Coordinate annotation records
◆ ◆ ◆ ◆ ◆

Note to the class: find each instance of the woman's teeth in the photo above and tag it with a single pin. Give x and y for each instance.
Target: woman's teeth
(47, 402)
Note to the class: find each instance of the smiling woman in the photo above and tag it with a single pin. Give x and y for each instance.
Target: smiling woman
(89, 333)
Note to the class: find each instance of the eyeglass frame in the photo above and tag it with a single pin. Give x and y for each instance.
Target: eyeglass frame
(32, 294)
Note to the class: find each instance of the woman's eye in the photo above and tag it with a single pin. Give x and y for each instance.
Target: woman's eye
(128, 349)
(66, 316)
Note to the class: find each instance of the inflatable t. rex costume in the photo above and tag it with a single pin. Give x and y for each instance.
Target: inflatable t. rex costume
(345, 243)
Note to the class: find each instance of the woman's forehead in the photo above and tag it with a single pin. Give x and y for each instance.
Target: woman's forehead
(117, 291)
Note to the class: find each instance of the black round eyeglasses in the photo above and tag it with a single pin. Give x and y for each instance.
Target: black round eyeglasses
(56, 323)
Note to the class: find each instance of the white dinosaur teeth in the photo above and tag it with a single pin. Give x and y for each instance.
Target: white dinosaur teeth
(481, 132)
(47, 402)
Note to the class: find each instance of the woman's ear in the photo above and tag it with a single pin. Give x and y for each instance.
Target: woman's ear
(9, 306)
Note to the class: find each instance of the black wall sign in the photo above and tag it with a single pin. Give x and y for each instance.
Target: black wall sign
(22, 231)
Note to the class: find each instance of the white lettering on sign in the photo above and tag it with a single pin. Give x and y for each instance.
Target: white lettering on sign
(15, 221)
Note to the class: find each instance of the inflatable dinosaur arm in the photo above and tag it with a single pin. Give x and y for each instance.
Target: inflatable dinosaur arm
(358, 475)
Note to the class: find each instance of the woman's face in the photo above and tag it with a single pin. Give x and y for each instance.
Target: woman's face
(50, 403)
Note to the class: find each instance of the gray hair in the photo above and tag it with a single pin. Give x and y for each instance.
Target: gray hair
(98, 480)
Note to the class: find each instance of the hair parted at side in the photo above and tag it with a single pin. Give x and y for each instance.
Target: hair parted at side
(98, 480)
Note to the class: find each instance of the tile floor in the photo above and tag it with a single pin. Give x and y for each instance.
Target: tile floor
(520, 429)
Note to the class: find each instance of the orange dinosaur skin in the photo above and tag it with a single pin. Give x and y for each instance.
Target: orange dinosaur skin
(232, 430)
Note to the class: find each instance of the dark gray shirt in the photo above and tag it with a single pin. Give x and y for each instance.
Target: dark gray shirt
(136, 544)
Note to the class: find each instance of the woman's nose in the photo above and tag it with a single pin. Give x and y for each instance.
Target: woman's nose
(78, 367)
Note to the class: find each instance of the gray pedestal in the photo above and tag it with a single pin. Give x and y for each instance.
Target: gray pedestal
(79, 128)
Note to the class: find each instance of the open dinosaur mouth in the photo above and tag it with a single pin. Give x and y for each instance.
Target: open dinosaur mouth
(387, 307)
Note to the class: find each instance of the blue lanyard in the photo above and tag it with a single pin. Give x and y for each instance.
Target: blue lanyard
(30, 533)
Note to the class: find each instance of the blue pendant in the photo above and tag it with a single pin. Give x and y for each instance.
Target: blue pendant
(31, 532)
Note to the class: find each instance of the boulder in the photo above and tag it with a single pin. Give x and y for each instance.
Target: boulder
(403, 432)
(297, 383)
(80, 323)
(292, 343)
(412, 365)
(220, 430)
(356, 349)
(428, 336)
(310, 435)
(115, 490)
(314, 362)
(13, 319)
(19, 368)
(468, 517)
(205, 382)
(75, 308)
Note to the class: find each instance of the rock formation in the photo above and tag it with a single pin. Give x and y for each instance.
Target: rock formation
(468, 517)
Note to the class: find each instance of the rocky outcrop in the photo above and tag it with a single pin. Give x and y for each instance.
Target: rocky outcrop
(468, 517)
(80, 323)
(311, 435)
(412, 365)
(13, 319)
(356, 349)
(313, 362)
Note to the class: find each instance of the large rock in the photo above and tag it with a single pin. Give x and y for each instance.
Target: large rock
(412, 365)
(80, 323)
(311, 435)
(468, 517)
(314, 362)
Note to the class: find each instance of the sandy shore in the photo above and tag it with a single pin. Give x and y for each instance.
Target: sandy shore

◆ ◆ ◆ ◆ ◆

▶ _PROBLEM DESCRIPTION_:
Can you copy every line of the listing above without changing anything?

▶ _OUTPUT FOR THIS EXERCISE_:
Note to the class: find each instance of the woman's teeth in the photo above and tag it with a single pin. Give x and y for each instance.
Target: woman's teeth
(47, 402)
Note to the class: find each instance of the smiling woman in the photo above and tag it with a single pin. Give x and y for each instance.
Target: smiling woman
(89, 333)
Note to the class: find each instance of the eyeglass frame in the photo above and tag it with a single pin. Give x and y for each instance.
Target: eyeglass frame
(32, 294)
Note to the class: find each instance of the woman's eye in the photo above and tag it with a single pin. Give x and y for each instance.
Target: woman's eye
(128, 349)
(66, 316)
Note to the class: find each instance of the inflatable t. rex costume in the photo above and tag it with a single pin. Give x and y for each instance.
Target: inflatable t. rex costume
(345, 243)
Note to the class: find each instance of the woman's forehead in the photo above and tag it with a single pin. Give x and y for each instance.
Target: woman's forehead
(117, 291)
Note to the class: find each instance of the black round eyeglasses in the photo above and tag it with a single pin. Give x and y for each instance.
Target: black round eyeglasses
(56, 323)
Note to the class: find each instance of the white dinosaur teeth in the photo above and tag it with a single pin. Give x and y for each instance.
Target: white dinosaur teeth
(481, 132)
(47, 402)
Note to the class: find each instance of the woman's ear in the photo above and tag it with a single pin. Give x and y for each instance.
Target: woman's ear
(9, 306)
Note to the class: find each instance of the black wall sign in the photo above and tag it with a single pin. Give x and y for each instance.
Target: black wall sign
(22, 231)
Note to the class: find each instance of the white lettering on sign in the photo above and tag it with a single pin. Give x and y for each instance.
Target: white lettering on sign
(15, 221)
Note to the class: find each instance of the inflatable dinosaur arm in the photo above and tag it with a single pin. Give x and y for each instance.
Target: inflatable dinosaur arm
(358, 475)
Note to the class: find each instance of the woman's face in the photo above and tag it with a single pin. Give x and y for each instance.
Target: woman's face
(50, 403)
Note to the class: find each instance of the gray hair in the photo above and tag it with a single pin. Give x and y for each instance.
Target: gray hair
(98, 480)
Note to the class: find each instance of the hair parted at side in the photo above and tag it with a single pin. Give x and y for each instance.
Target: hair parted at side
(98, 480)
Note to the class: find each instance of the tile floor in the photo above and tag it with a single pin. Give x and y for each instance.
Target: tile floor
(520, 429)
Note to the class: find each instance of the orange dinosaur skin in the photo above and tag it with a single pin. Give x and y for each instance.
Target: orange dinosaur skin
(232, 430)
Note to the class: find each instance of the dark gray shirt in the photo above and tag it with a single pin. Give x and y for each instance.
Target: dark gray shirt
(136, 544)
Note to the class: find each instance of the woman's nose in the photo above and tag it with a single pin. Give x and y for each instance.
Target: woman's nose
(78, 367)
Note to the class: find each instance of the gray pedestal in the photo above and tag it with a single pin. Give x and y for each instance.
Target: gray pedestal
(79, 128)
Note to the class: find each instance of the open dinosaur mouth in the photo above and tag it with a single pin. Give x and y for each instance.
Target: open dinosaur mouth
(387, 307)
Note to the class: find each instance of the blue lanyard in the photo above and tag it with a single pin. Give x and y for each instance.
Target: blue lanyard
(30, 533)
Note to the class: find each instance of the blue pendant in the photo above and tag it with a single pin. Give x and y for each instance.
Target: blue pendant
(31, 532)
Note to the class: find each instance of the boulder in the photo above and tag it with a single pin. Give x and y for each instance.
Target: boulder
(403, 432)
(297, 383)
(80, 323)
(292, 343)
(412, 365)
(220, 430)
(356, 349)
(428, 336)
(310, 435)
(115, 490)
(314, 362)
(13, 319)
(19, 368)
(468, 517)
(205, 382)
(75, 308)
Note to the class: find each instance of the rock formation in the photo above and tag it with a single pin. Give x and y for each instance.
Target: rock formation
(468, 517)
Note to the class: find each instance of the rocky outcrop in the photo above and tag it with a single pin. Give x and y for each instance.
Target: rocky outcrop
(468, 517)
(80, 323)
(311, 435)
(412, 365)
(13, 319)
(356, 349)
(313, 362)
Note to the class: find each instance of the large rock in the photo above and tag it with a single pin. Give x and y for each instance.
Target: large rock
(412, 365)
(80, 323)
(311, 435)
(468, 517)
(314, 362)
Note to the class: find each instance of the sandy shore in the photo above and tag it with a single pin. Give x and y for each instance.
Target: sandy shore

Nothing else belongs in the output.